(Enregistrements d'un jeu de données d'annotation par points)
================================

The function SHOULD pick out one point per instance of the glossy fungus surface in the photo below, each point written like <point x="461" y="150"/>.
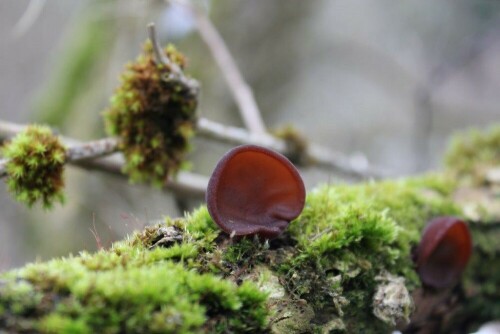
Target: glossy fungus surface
<point x="443" y="252"/>
<point x="254" y="191"/>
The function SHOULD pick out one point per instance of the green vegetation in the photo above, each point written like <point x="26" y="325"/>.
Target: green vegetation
<point x="473" y="153"/>
<point x="154" y="117"/>
<point x="35" y="167"/>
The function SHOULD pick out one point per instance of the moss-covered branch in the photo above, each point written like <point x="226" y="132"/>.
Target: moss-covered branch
<point x="344" y="265"/>
<point x="184" y="275"/>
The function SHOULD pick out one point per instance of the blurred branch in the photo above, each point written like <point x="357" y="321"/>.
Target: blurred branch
<point x="315" y="154"/>
<point x="241" y="91"/>
<point x="89" y="155"/>
<point x="176" y="72"/>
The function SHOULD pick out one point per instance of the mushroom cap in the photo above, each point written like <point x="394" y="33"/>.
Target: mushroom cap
<point x="443" y="252"/>
<point x="254" y="191"/>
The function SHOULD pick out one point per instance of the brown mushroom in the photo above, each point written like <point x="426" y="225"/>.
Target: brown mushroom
<point x="254" y="191"/>
<point x="443" y="252"/>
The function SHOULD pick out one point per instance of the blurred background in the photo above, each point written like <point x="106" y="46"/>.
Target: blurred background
<point x="389" y="81"/>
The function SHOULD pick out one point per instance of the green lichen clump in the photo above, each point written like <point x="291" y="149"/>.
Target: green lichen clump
<point x="35" y="166"/>
<point x="349" y="235"/>
<point x="185" y="275"/>
<point x="473" y="153"/>
<point x="154" y="116"/>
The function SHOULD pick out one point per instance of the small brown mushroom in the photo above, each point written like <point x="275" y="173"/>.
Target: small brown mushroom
<point x="254" y="191"/>
<point x="443" y="252"/>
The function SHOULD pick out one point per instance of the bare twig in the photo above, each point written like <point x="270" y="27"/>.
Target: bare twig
<point x="90" y="156"/>
<point x="318" y="155"/>
<point x="241" y="91"/>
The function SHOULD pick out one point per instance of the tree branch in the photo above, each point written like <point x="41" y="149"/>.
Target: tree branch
<point x="89" y="155"/>
<point x="176" y="73"/>
<point x="242" y="93"/>
<point x="317" y="155"/>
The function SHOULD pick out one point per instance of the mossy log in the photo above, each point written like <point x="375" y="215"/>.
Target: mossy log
<point x="343" y="266"/>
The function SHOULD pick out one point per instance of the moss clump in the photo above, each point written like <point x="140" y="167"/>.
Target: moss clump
<point x="131" y="288"/>
<point x="154" y="116"/>
<point x="473" y="153"/>
<point x="35" y="166"/>
<point x="348" y="235"/>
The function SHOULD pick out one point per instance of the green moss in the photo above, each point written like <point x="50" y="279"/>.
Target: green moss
<point x="35" y="168"/>
<point x="154" y="117"/>
<point x="184" y="275"/>
<point x="472" y="153"/>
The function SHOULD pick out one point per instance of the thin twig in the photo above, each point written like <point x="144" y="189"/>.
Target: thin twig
<point x="90" y="156"/>
<point x="176" y="73"/>
<point x="241" y="91"/>
<point x="317" y="155"/>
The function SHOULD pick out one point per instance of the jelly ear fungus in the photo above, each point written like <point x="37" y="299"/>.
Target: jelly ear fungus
<point x="443" y="252"/>
<point x="254" y="191"/>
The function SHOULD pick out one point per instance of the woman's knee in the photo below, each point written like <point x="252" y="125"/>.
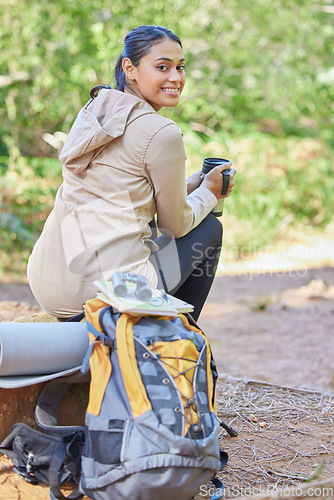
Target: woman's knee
<point x="214" y="228"/>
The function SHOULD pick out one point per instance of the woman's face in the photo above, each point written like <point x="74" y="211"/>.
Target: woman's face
<point x="160" y="77"/>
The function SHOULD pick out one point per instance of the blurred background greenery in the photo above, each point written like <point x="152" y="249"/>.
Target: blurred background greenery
<point x="259" y="91"/>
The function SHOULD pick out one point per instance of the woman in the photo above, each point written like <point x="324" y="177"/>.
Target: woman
<point x="123" y="164"/>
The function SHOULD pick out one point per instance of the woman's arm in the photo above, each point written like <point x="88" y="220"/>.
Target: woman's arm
<point x="164" y="165"/>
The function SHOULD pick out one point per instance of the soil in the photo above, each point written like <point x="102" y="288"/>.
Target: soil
<point x="273" y="327"/>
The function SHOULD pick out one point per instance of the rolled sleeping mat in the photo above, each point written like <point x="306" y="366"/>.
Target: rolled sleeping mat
<point x="36" y="352"/>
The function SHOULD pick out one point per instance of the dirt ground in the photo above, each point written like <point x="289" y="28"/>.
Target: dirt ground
<point x="275" y="327"/>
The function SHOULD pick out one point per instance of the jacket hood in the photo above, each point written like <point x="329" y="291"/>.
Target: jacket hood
<point x="99" y="122"/>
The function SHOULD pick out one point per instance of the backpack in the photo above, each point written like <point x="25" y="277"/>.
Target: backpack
<point x="151" y="425"/>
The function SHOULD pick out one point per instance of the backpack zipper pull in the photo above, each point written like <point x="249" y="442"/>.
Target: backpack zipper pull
<point x="30" y="460"/>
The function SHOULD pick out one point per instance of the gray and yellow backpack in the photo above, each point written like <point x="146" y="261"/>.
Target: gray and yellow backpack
<point x="152" y="429"/>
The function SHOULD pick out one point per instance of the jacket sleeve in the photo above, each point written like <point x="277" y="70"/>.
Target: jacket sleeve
<point x="164" y="166"/>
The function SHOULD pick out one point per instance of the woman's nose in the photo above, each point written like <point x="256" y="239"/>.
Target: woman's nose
<point x="175" y="76"/>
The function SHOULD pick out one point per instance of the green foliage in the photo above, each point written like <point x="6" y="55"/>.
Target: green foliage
<point x="259" y="91"/>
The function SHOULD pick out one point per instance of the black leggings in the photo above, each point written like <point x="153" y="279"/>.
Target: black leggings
<point x="187" y="266"/>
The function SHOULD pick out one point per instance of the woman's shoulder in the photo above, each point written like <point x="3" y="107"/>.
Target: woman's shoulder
<point x="154" y="124"/>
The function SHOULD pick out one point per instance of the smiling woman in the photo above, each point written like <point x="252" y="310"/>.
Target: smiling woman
<point x="160" y="77"/>
<point x="124" y="167"/>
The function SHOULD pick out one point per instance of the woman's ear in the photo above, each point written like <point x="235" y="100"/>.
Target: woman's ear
<point x="128" y="68"/>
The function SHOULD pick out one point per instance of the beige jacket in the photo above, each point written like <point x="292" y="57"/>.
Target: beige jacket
<point x="122" y="164"/>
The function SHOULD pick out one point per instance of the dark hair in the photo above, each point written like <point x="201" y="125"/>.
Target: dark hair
<point x="137" y="44"/>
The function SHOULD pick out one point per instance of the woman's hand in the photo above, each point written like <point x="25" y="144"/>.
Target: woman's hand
<point x="214" y="181"/>
<point x="194" y="181"/>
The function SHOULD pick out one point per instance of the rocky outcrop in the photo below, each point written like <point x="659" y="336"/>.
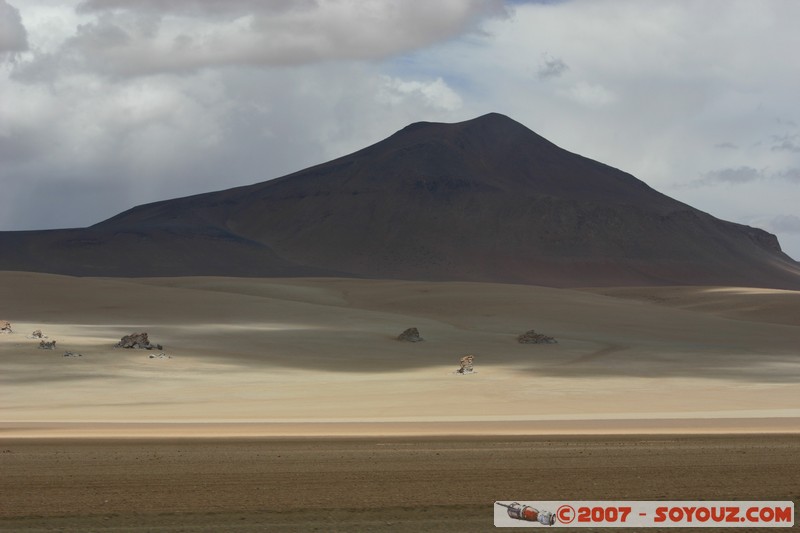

================================

- CONSIGNE
Montre chaque ligne des données ci-dessus qui contient la chaîne « pull », en tenant compte de la casse.

- RÉPONSE
The function SHOULD pick out one point per instance of the backpack zipper pull in the photo above, each point written like <point x="249" y="442"/>.
Target: backpack zipper pull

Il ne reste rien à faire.